▸ **ASSIGNMENT**: Would you please give the entries again word for word, with no images in your copy?

+++ MATERIAL SHOWN

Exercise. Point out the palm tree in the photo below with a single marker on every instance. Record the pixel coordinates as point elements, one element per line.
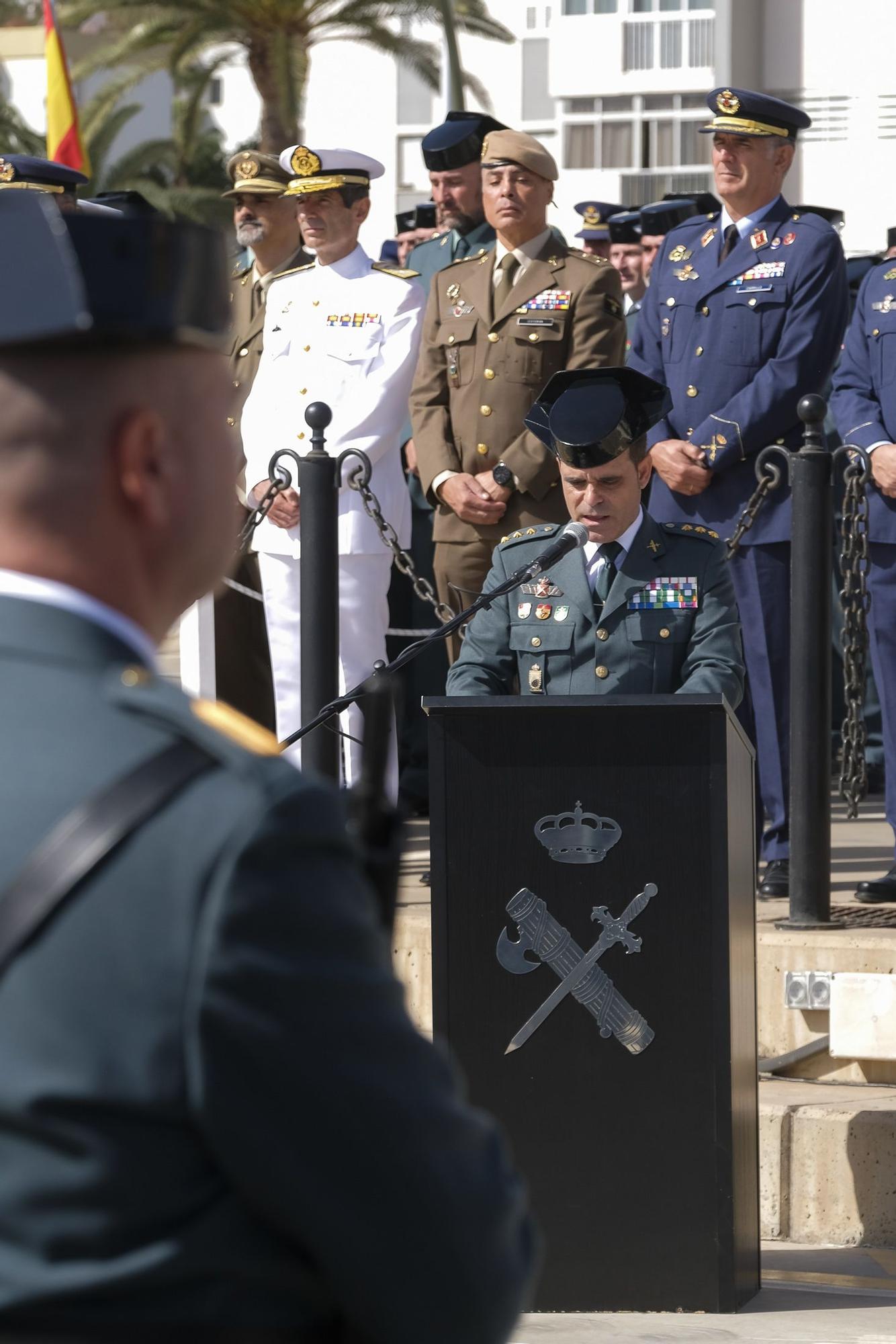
<point>277,38</point>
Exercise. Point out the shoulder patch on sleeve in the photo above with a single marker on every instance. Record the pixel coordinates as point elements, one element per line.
<point>401,274</point>
<point>236,726</point>
<point>692,530</point>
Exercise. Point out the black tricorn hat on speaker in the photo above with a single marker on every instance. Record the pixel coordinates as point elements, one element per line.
<point>588,417</point>
<point>81,282</point>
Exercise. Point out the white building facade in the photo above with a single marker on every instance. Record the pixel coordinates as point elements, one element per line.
<point>615,88</point>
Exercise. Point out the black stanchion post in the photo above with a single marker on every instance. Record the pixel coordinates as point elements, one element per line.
<point>812,542</point>
<point>319,591</point>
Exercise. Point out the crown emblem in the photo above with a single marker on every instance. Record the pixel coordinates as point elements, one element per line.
<point>304,162</point>
<point>578,837</point>
<point>248,167</point>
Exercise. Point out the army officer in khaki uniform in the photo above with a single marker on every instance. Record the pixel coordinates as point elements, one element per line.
<point>498,327</point>
<point>267,222</point>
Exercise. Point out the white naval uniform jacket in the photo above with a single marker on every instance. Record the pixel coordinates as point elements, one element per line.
<point>346,335</point>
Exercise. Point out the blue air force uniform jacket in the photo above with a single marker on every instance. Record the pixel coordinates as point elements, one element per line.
<point>864,397</point>
<point>670,623</point>
<point>214,1109</point>
<point>738,345</point>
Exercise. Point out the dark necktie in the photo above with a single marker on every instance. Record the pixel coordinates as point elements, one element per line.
<point>729,245</point>
<point>604,583</point>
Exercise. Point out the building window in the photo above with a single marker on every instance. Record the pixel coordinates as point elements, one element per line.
<point>701,42</point>
<point>537,97</point>
<point>580,146</point>
<point>637,46</point>
<point>671,46</point>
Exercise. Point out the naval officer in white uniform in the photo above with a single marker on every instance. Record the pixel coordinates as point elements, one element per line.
<point>345,331</point>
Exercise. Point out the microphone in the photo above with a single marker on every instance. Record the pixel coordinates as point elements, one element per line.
<point>572,537</point>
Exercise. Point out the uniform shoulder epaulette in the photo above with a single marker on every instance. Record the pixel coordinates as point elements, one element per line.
<point>294,271</point>
<point>400,272</point>
<point>706,534</point>
<point>224,732</point>
<point>527,534</point>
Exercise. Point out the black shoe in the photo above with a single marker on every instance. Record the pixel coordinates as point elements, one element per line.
<point>776,880</point>
<point>878,892</point>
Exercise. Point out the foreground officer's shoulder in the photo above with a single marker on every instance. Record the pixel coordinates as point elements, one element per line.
<point>527,534</point>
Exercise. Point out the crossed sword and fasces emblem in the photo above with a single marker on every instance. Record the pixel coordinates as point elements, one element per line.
<point>578,971</point>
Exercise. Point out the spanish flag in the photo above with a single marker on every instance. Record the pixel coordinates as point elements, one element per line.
<point>64,135</point>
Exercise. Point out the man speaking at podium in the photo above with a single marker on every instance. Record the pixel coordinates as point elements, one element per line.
<point>641,608</point>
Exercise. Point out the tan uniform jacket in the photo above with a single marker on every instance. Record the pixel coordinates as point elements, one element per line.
<point>248,330</point>
<point>480,372</point>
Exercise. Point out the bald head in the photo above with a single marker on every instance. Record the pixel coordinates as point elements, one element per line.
<point>118,475</point>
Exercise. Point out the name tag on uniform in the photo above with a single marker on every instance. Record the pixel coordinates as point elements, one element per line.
<point>680,593</point>
<point>555,300</point>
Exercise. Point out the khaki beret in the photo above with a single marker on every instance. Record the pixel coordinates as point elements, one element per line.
<point>515,147</point>
<point>259,174</point>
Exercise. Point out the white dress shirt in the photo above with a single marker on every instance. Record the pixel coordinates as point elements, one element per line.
<point>49,593</point>
<point>594,562</point>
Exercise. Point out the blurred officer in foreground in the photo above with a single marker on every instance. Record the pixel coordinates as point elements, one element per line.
<point>496,329</point>
<point>267,222</point>
<point>596,232</point>
<point>641,610</point>
<point>656,222</point>
<point>745,315</point>
<point>345,331</point>
<point>627,255</point>
<point>864,408</point>
<point>217,1122</point>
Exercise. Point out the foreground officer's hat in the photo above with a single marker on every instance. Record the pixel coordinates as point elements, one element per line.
<point>256,174</point>
<point>459,140</point>
<point>838,218</point>
<point>742,112</point>
<point>625,228</point>
<point>515,147</point>
<point>83,282</point>
<point>327,170</point>
<point>662,216</point>
<point>594,217</point>
<point>588,417</point>
<point>25,173</point>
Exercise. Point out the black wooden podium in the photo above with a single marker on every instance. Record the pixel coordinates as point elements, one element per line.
<point>632,1108</point>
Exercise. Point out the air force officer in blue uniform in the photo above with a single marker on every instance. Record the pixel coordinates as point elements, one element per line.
<point>864,408</point>
<point>745,315</point>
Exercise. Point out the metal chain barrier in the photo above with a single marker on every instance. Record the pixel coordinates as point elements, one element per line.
<point>769,482</point>
<point>389,537</point>
<point>856,600</point>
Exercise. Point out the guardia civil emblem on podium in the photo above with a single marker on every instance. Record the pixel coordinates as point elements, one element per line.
<point>577,838</point>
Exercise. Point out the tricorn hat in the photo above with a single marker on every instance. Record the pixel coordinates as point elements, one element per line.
<point>588,417</point>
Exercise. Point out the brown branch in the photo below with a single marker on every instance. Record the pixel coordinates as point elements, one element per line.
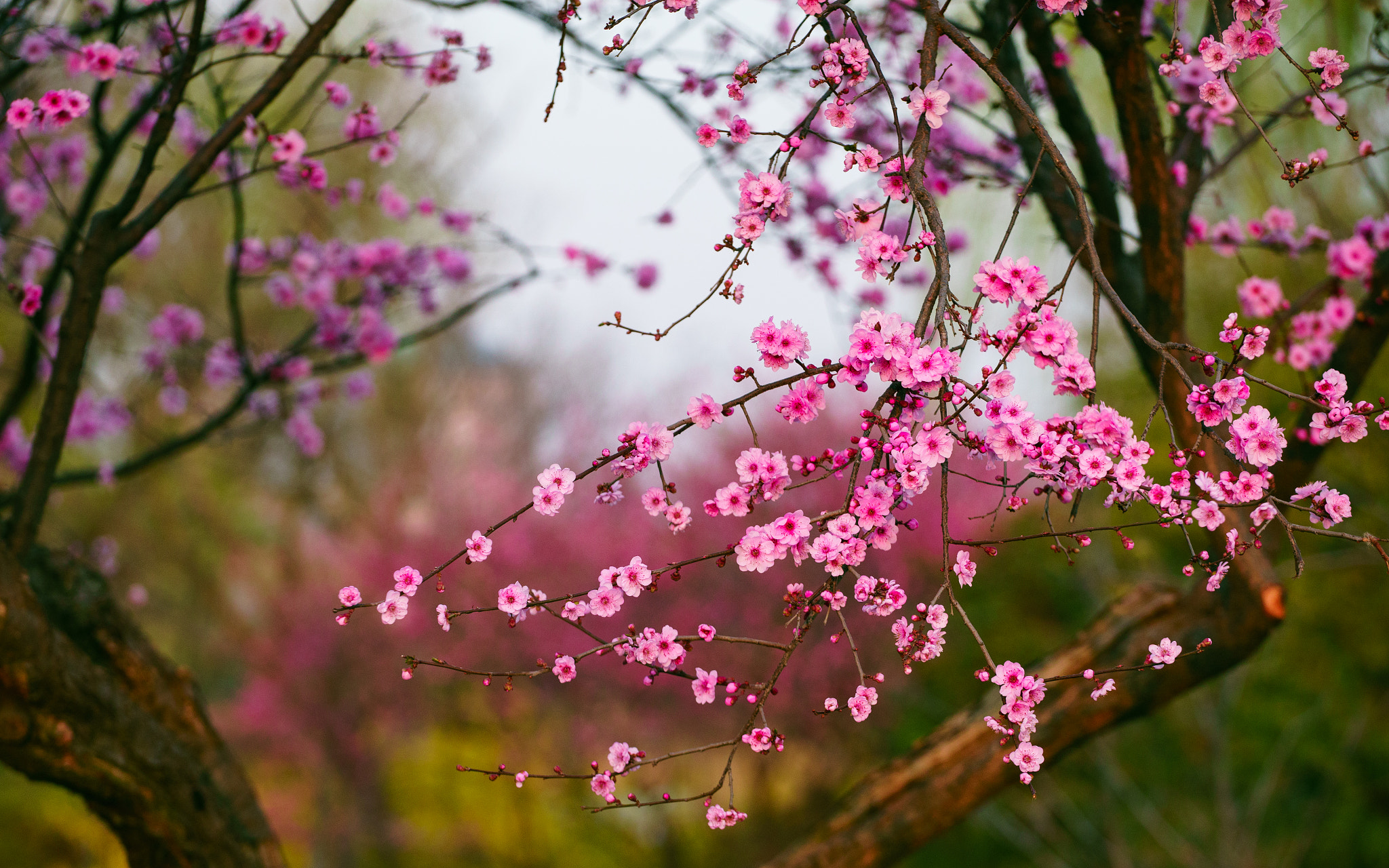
<point>1354,357</point>
<point>960,766</point>
<point>106,242</point>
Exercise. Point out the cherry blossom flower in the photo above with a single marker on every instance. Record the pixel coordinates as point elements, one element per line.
<point>964,568</point>
<point>603,787</point>
<point>513,599</point>
<point>478,547</point>
<point>705,685</point>
<point>620,755</point>
<point>931,103</point>
<point>1165,653</point>
<point>408,581</point>
<point>393,608</point>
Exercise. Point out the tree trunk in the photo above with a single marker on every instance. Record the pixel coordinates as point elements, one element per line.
<point>959,767</point>
<point>90,705</point>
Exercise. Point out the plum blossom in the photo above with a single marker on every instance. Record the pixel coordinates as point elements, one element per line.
<point>393,608</point>
<point>513,599</point>
<point>1165,653</point>
<point>964,568</point>
<point>705,685</point>
<point>478,547</point>
<point>931,103</point>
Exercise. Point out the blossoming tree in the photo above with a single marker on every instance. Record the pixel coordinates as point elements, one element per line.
<point>903,103</point>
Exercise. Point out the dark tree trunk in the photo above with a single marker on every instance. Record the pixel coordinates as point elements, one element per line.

++++++

▸ **OUTPUT BELOW**:
Exercise. Point out the palm tree in the photo below with a single marker on every instance. Record the pixel coordinates as point elements, one element per line.
<point>277,38</point>
Exercise. Point out the shoulder patch on sleeve in the photo above with a single marker on every instance. Record the pixel coordinates as point elements, one element per line.
<point>401,274</point>
<point>236,726</point>
<point>692,530</point>
Exercise. Point out the black tricorn hat on speaker in the photo above with a single marker on every instance. Record the pixel coordinates as point elements, one element per line.
<point>588,417</point>
<point>81,282</point>
Exercise. Point out the white building facade in the photo above with a single marker on every instance. Record the pixel coordinates as point elements, one element per line.
<point>615,88</point>
Exercise. Point out the black stanchion post in the photo above with a single marker on every instance. Record the pixel coordinates as point elements, one element per line.
<point>812,542</point>
<point>319,591</point>
Exercise. Point out the crown emblem in the photo above with a single marker on every instance. Record the pixel coordinates as point elements, one element per line.
<point>304,162</point>
<point>578,837</point>
<point>248,167</point>
Exercise. Point out the army officer in khaki uniform in the photo above with a single marker on every instance. Record the pixel coordinates as point elements, one element per line.
<point>498,327</point>
<point>267,222</point>
Exercise. Point out the white naval uniform jacket in the photo above with a single marker on every instance. Record the pixel coordinates as point elements, one element per line.
<point>346,335</point>
Exercise. Point out the blue air force uniform jacket in the photo above with a single marker on every instance. Record the pixel coordinates as point elements, one element per line.
<point>864,397</point>
<point>670,623</point>
<point>214,1109</point>
<point>738,345</point>
Exercise. Point out the dark necktie in the photo above with a single marker on every instance. Record the pixel coordinates as point elements, one element per line.
<point>729,245</point>
<point>604,583</point>
Exercise. Point out the building window in the photo above with a single marker on every instance. Record the pixel coordinates as point elements, one element per line.
<point>701,42</point>
<point>537,97</point>
<point>580,146</point>
<point>637,46</point>
<point>671,46</point>
Exercise. Point out the naval officer in white uniform in the photo above with a single marker on every instance. Record the pixel coordinates as point elements, one element per line.
<point>345,331</point>
Exercise. Point out the microphone in the photo above with a single marker on every instance. Record the pixel coordinates as point elements, one element per line.
<point>572,537</point>
Exercise. Point out the uniform shoulder epaulette in the photo above with a single marker on every instance. Record the pixel coordinates as point elements, one element per line.
<point>294,271</point>
<point>400,272</point>
<point>706,534</point>
<point>224,732</point>
<point>527,534</point>
Exercise. Point out the black shoe in the photo above with a single marker on every instance. Record the pixel coordinates as point elements, one element per line.
<point>776,880</point>
<point>878,892</point>
Exercise. Point out the foreground officer's shoulder in the photo above with a single marker on every instance. Record the pixel coordinates as point elements, one element per line.
<point>527,534</point>
Exercise. Point out the crossed sword and fasces emblem in the photo above with a single marker on every instance. Record the pixel coordinates as point elements, one element per line.
<point>578,971</point>
Exercise. Point out the spanish flag in the photo above with a single marker on every instance. Record the pixel coordinates as point elements, one element per line.
<point>64,135</point>
Exercise. Point out the man speaking at podium in the photo above with a single marker on every instance. Record the pixel coordinates as point elements, one element per line.
<point>641,608</point>
Exercise. Point out the tan uniform jacket in the photo above with a single marker on every instance. Record the pixel coordinates as point elements, one element per line.
<point>248,330</point>
<point>480,372</point>
Exercise. Point out the bald head in the photo above with a single marker on every instance. Record the pixel coordinates as point elements, one element per line.
<point>118,475</point>
Exercise. Point out the name tag on uniform in the photo above with a single marker on every instance. Record the pixel coordinates as point elements, one element per line.
<point>680,593</point>
<point>555,300</point>
Exercise. Point out the khaki beret in the photo above with a single marker on every instance. Record the pixel coordinates as point elements, one element per line.
<point>515,147</point>
<point>259,174</point>
Exercise. Point out the white dress shirt in the photo above with a single marker on every instance. Record the pixel coordinates as point elements, one element per line.
<point>49,593</point>
<point>594,562</point>
Exercise. Point out the blurred officer in foreground in the photo above with a single marker on every instance. Record the pixel coordinates as point elements, one element per line.
<point>496,329</point>
<point>267,222</point>
<point>596,232</point>
<point>641,610</point>
<point>656,222</point>
<point>745,315</point>
<point>345,331</point>
<point>627,255</point>
<point>864,408</point>
<point>217,1122</point>
Exercise. Point out the foreground officer's hat in the photo above with a single marker on every instance. Record the pixel coordinates as point elements, one element per line.
<point>256,174</point>
<point>459,140</point>
<point>838,218</point>
<point>742,112</point>
<point>625,228</point>
<point>515,147</point>
<point>83,282</point>
<point>327,170</point>
<point>662,216</point>
<point>594,217</point>
<point>588,417</point>
<point>25,173</point>
Exercise. Point out the black wooden podium in the photo above with a single marker on every instance. Record the pixel coordinates as point elements, one element per line.
<point>632,1108</point>
Exercise. Point out the air force officer in blue uniform in the photo above with a single marker on every instance. Record the pixel coordinates as point elements, one element per line.
<point>864,408</point>
<point>745,315</point>
Exercise. Point out the metal chain barrier in the photo above with a single marker on every instance. Record the pixel coordinates as point elements, one element per line.
<point>769,482</point>
<point>389,537</point>
<point>856,600</point>
Exercise. Point out the guardia civil emblem on podium in the photo above with a single marker on every instance. Record the pixel coordinates as point elements, one element per line.
<point>577,838</point>
Exercise. Point out the tricorn hat in the photo above with a single marker on every instance. Record the pixel coordinates as point elements, one element per line.
<point>588,417</point>
Exercise. Point out the brown branch in the photo below with a single marker on every instance. Record the pixel coordinates as point elements, one element per line.
<point>1354,357</point>
<point>960,766</point>
<point>106,242</point>
Exercise. Point out the cherry blossom flower in the photo above with a single marker on every instance. Record the pixel coordinates as point elements, one element per line.
<point>964,568</point>
<point>603,787</point>
<point>513,599</point>
<point>478,547</point>
<point>705,685</point>
<point>620,755</point>
<point>931,103</point>
<point>1165,653</point>
<point>408,581</point>
<point>393,608</point>
Exercise. Point out the tree trunk in the photo above with a single marker on every instance. Record the pixel coordinates as point elements, one element per line.
<point>959,767</point>
<point>90,705</point>
Exercise. Point out the plum blossom in the photo above with a single marker on every instance. Record the pixel coordinates as point elements, one element per line.
<point>393,608</point>
<point>513,599</point>
<point>1165,653</point>
<point>964,568</point>
<point>705,685</point>
<point>478,547</point>
<point>931,103</point>
Exercise. Point out the blossoming tree in the photo above with a single marker on every instance. Record the pixel coordinates as point elements, one element per line.
<point>903,103</point>
Exercise. Point out the dark tree trunk in the photo above with a single marker on every instance. Record the pixel coordinates as point elements, one element per line.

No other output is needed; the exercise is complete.